-- Questions to answer --
- a) In the StackUnderflow hooks documentation, what token budget applies to a SessionStart injection?
- b) Please resume the StackUnderflow hooks documentation, starting right after its last sentence.

-- Passage provided --

Injection inherits the capture hooks' non-negotiables, sharpened:

• Never disrupt the agent. Any error — a bad payload, a missing store, a locked db, a slow query — produces empty output and exit 0. An injection hook that wedges a prompt is a worse bug than no injection. A payload with nothing useful to say is the same silent no-op.
• Token-bounded. Every injection is hard-clipped to a small budget — ~400 tokens for SessionStart, ~200 for the other two. An agent's context window is not a dumping ground.
• Fast and read-only. Each fire is a fresh process running one or two indexed SELECTs; it never applies the schema and never writes a capture row. PreToolUse fires often, so its matcher is scoped to the file-editing tools (Edit|Write|MultiEdit) — it never fires on a Read or a Bash call.

hooks status, uninstall, and repair cover the injection hooks with no change in contract: uninstall removes all seven, and a convergent re-install without --inject cleanly drops the three injection hooks again. Injection hooks never carry --capture-content — they read the store, they don't record.

Only Claude Code, for now

Both hook families — capture and injection — wire Claude Code's hook system. Other coding agents StackUnderflow ingests (Codex, Cursor, Cline, the beta providers) don't expose an equivalent lifecycle-hook mechanism, so there's nothing analogous to install for them — those providers stay on passive transcript ingestion. Outcome-aware discovery accounts for this: hook-installed Claude Code projects get deterministic failure/correction signals; everything else gets the transcript heuristic. Same surface, different fidelity.

The one cross-agent piece is the agent-discovery snippet (next section): its AGENTS.md half is how a Codex agent finds the same memory commands.

The agent-discovery snippet (stackunderflow guide)

Hooks are one way memory reaches the agent. The other is plain discoverability: teaching the agent that the stackunderflow memory commands exist at all. The guide command writes a short, marked snippet into the agent instruction file:

stackunderflow guide install   [--scope project|user] [--dry-run]
stackunderflow guide uninstall [--scope project|user]
stackunderflow guide status    [--scope project|user] [--format text|json]

• Scope. project (default) writes ./CLAUDE.md and ./AGENTS.md in the cwd's git root — so both Claude Code and Codex pick the snippet up. user scope writes ~/.claude/CLAUDE.md.

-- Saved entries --
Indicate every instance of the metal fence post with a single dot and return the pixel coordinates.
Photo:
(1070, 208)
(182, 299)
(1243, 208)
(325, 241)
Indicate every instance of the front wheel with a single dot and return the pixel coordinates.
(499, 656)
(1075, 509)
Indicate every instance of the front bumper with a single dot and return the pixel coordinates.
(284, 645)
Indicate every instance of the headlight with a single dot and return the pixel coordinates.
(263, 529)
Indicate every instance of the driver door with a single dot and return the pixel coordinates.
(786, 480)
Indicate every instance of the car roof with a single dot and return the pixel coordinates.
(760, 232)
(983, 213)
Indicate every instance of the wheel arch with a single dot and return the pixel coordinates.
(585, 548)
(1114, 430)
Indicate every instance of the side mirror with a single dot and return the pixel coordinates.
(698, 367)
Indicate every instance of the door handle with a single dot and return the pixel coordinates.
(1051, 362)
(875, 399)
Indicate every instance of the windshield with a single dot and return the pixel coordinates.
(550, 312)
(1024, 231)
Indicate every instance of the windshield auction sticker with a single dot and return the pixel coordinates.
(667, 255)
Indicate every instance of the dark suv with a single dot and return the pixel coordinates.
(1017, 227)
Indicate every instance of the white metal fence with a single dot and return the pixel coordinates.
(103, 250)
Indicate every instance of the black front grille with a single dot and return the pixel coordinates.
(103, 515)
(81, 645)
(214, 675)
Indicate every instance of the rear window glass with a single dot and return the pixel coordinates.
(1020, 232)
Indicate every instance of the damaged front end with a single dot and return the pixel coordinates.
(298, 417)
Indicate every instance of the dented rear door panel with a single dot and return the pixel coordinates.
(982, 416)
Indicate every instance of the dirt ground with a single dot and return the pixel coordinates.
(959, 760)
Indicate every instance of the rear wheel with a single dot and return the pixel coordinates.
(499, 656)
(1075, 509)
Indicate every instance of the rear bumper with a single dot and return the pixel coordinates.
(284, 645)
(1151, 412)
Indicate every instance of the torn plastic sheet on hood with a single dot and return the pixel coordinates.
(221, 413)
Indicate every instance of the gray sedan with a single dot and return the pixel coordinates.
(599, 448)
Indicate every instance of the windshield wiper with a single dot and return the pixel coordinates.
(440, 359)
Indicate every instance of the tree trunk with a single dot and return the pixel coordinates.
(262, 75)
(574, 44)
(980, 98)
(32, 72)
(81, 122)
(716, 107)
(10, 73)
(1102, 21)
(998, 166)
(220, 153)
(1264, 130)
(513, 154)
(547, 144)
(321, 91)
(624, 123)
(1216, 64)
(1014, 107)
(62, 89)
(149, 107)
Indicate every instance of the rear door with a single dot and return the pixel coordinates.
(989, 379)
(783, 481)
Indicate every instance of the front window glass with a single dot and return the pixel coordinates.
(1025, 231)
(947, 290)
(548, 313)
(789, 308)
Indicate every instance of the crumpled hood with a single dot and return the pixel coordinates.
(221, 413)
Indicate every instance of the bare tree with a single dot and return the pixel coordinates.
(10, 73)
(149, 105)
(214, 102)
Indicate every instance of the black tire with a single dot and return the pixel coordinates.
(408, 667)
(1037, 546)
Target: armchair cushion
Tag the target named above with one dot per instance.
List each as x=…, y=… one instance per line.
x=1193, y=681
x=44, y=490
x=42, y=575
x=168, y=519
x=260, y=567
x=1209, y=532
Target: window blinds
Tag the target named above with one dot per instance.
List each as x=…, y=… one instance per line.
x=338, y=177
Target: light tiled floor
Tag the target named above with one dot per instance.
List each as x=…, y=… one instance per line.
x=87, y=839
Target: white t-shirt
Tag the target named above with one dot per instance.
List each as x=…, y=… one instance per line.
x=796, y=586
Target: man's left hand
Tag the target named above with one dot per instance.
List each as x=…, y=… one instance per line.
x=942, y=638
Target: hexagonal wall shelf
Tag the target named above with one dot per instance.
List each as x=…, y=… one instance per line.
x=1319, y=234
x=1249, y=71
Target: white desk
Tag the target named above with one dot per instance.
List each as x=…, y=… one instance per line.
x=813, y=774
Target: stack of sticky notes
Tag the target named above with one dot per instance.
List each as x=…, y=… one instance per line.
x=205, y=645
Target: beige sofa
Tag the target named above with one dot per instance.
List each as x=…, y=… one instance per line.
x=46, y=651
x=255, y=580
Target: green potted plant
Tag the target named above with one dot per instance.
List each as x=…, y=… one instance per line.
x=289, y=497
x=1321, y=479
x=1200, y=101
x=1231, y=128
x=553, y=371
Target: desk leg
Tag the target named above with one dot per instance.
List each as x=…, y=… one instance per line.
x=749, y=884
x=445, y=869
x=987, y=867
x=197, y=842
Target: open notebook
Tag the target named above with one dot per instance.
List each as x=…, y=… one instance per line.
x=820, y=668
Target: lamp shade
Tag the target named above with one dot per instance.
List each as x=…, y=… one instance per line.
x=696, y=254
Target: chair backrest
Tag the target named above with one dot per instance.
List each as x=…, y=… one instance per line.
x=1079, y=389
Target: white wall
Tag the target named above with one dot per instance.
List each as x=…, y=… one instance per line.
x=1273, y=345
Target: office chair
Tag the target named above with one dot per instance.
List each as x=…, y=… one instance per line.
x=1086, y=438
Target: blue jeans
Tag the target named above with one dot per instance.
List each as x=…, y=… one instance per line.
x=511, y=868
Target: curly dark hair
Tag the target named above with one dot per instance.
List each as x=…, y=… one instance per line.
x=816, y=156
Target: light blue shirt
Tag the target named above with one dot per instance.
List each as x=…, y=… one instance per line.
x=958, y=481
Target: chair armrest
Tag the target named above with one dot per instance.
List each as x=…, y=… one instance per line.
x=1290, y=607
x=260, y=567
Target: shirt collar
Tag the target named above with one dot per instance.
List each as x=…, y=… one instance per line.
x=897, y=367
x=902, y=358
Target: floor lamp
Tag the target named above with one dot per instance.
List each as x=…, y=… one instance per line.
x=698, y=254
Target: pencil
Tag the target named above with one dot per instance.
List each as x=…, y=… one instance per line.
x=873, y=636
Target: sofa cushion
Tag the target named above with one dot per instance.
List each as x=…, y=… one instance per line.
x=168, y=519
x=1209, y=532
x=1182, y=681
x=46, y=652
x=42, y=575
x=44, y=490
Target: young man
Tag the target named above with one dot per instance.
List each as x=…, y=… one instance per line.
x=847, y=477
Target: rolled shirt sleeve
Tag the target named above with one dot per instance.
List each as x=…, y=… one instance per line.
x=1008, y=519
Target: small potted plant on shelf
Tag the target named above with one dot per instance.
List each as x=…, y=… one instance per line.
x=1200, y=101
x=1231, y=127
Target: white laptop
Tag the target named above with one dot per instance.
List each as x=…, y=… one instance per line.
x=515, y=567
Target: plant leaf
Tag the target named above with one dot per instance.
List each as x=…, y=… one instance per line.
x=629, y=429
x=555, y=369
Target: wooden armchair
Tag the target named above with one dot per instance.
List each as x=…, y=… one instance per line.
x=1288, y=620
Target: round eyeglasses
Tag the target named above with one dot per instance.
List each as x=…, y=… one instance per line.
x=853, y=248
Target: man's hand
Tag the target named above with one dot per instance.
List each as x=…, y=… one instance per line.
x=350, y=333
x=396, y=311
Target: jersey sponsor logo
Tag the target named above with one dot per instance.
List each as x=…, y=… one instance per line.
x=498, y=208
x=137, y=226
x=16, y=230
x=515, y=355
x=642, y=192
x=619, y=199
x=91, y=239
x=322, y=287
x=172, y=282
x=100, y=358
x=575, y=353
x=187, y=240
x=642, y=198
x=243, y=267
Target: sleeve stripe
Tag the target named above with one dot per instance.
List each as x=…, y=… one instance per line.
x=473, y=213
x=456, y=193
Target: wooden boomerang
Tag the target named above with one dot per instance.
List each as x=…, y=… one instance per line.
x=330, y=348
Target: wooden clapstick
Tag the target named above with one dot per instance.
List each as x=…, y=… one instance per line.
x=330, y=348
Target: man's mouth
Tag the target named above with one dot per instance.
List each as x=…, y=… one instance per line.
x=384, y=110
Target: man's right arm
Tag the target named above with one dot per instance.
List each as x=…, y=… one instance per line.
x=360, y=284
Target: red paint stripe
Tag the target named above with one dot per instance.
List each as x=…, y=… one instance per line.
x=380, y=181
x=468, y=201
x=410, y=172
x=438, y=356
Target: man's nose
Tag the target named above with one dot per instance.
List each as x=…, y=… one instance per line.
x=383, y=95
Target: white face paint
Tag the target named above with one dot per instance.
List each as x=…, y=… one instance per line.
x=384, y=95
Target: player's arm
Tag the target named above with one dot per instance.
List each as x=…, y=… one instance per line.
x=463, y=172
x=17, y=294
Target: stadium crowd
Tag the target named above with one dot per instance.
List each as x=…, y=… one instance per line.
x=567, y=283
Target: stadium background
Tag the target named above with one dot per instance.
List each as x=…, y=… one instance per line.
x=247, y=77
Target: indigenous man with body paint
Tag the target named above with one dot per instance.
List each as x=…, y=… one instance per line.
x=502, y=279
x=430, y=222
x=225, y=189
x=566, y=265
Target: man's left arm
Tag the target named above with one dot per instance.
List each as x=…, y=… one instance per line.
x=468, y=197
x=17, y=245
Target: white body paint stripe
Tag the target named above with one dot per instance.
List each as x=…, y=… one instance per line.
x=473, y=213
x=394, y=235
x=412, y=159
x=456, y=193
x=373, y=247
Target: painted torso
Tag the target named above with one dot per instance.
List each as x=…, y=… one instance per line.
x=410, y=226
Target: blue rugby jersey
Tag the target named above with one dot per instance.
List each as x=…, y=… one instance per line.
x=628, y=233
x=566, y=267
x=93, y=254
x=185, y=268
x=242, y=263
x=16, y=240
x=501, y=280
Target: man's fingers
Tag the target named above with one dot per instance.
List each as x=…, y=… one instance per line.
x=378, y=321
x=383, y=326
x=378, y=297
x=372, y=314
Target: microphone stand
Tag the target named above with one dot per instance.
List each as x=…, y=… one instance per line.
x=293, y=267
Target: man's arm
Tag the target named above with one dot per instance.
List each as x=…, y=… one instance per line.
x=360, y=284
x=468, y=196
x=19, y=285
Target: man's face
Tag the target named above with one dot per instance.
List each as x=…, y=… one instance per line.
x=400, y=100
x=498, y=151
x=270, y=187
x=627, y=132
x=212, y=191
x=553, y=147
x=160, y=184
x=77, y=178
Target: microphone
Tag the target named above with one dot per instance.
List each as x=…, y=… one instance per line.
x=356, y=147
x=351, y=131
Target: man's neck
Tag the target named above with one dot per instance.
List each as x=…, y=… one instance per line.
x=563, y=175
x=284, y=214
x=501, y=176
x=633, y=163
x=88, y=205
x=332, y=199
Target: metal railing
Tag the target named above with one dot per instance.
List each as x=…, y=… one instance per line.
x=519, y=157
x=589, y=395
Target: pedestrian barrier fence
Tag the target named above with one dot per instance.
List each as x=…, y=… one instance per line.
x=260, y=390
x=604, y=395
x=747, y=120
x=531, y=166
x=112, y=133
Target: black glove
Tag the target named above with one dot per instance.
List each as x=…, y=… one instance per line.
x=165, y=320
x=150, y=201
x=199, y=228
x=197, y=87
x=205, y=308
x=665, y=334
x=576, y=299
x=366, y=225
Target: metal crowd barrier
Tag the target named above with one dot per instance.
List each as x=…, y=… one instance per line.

-- Answer list --
- a) About 400 tokens.

- b)
• Idempotent and convergent. The snippet sits between <!-- stackunderflow:guide:start --> and <!-- stackunderflow:guide:end --> markers, exactly like the hooks installer's settings block: re-running install replaces the block in place (never a second copy), nothing outside the markers is touched, a timestamped backup is written before any mutation, and --dry-run writes nothing. uninstall strips only our block and never deletes the file.
• Content. ~15 lines naming the memory commands (decisions / file / worked / sessions / ask), the --json output contract, and when to reach for each — the discoverability a bundled MCP server would have given for free.

Unlike hooks, the guide snippet is not Claude-Code-specific: the AGENTS.md half is how a Codex agent — which has no lifecycle-hook mechanism — discovers the same memory surface.

Windows

The install / uninstall / status / repair logic is plain JSON-file manipulation and Python os.walk — portable. The backup-timestamp format (settings.json.bak.20260512T120000Z) is filesystem-safe everywhere (no colons). The repair walk's symlink avoidance relies on os.walk(followlinks=False), which is cross-platform. Caveat: the symlink-loop test is POSIX-only (Windows symlink semantics differ and creating them needs elevated privileges), and the hooks path hasn't been exercised on a real Windows box — treat Windows support as written but unverified until someone runs it there.